-- START Passage --
= The Cold Swedish Winter =

BBC radio comedy series

The Cold Swedish Winter is a semi-autobiographical BBC radio comedy sitcom by Danny Robins about Geoff (Adam Riches), a marginally successful London stand-up comic living in Sweden. He has relocated when his girlfriend Linda (Sissela Benn) gets pregnant and decides they should raise their child in her home town, the unpronounceable Yxsjö.

Other regular characters are Linda's father, Sten (Thomas Oredsson), mother, Gunilla (Anna-Lena Bergelin), and Goth arsonist brother Anders (Fredrick Andersson); Geoff's expatriate friend Ian (Robins) and Danish Kurd cafe proprietor Soran (Farshad Kolghi).

Recorded on location, the show was first released in 2014 and the fourth series was broadcast in November and December 2018 with the fifth beginning in December 2020.

==Episodes==
===Series 1 (2014)===

| No. overall | No. in series | Title | Original release date |
| 1 | 1 | "Winter" | 11 August 2014 |
Guest appearances: Helen Braunholz-Smith (Jen), Lisa Werlinder (Shop Assistant)
| 2 | 2 | "Spring" | 18 August 2014 |
| 3 | 3 | "Summer" | 25 August 2014 |
Guest appearances: Lisa Werlinder (Shop Assistant)
| 4 | 4 | "Autumn" | 1 September 2014 |
Guest appearances: Joakim Jennefors (Estate Agent/Jorgen), Lisa Werlinder (Doctor)
-- END Passage --
* [Problem statement] Please carry on the article about the radio sitcom The Cold Swedish Winter from the last line above.
-- START Collected material --
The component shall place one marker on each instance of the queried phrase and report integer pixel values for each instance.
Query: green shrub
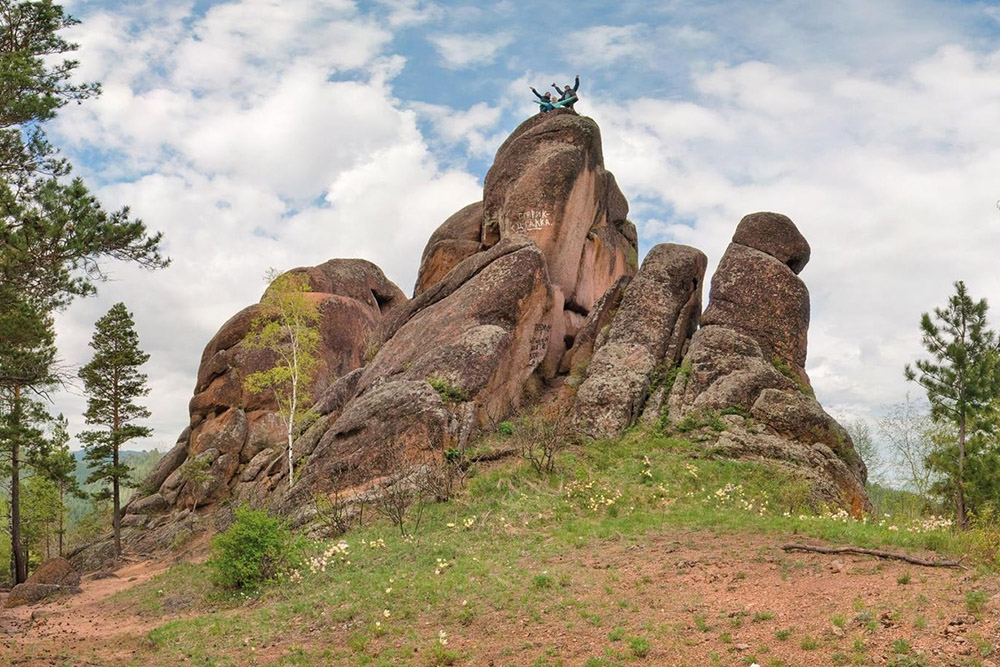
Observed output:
(253, 551)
-- END Collected material --
* [Reply]
===Series 2 (2016)===

| No. overall | No. in series | Title | Original release date |
| 5 | 1 | "Winter" | 1 January 2016 |
Guest appearances: Fredrik Andersson, Thomas Ericsson, Shanthi Rydwall (Actors)
| 6 | 2 | "Episode 2" | 8 January 2016 |
Guest appearances: André Wickström (Johan), Shanthi Rydwall (Female Steward), Fredrik Andersson (Ice Hockey Announcer)
| 7 | 3 | "Episode 3" | 15 January 2016 |
Guest appearances: Thomas Ericsson (Pedestrian)
| 8 | 4 | "Episode 4" | 22 January 2016 |
Guest appearances: Thomas Ericsson, Shanthi Rydwall (Actors)

===Series 3 (2017)===

| No. overall | No. in series | Title | Original release date |
| 9 | 1 | "Spring: Wedding Venues" | 25 August 2017 |
Guest Appearances: Cecilia Nilsson (Margaretta/Sylvi), Fredrik Andersson (Folk Dancer/Guide), Isak Jansson (Campsite Owner), André Wickström (Lars), Thomas Eriksson (Erik/Waiter), Frank Pitcher (John)
| 10 | 2 | "Summer: New Swedes" | 1 September 2017 |
Guest appearances: Krister Henriksson (Knut), Ajmal Shamsi (Ashkan), Cecilia Nilsson (Teacher), Thomas Eriksson (Guard/Neighbour), Isak Jansson (The Swedish Sun), Frank Pitcher (John)
| 11 | 3 | "Autumn: Wedding" | 8 September 2017 |
Guest appearances: Cecilia Nilsson (Ingeborg/Matilda), Thomas Eriksson (Registrar), Frank Pitcher (John)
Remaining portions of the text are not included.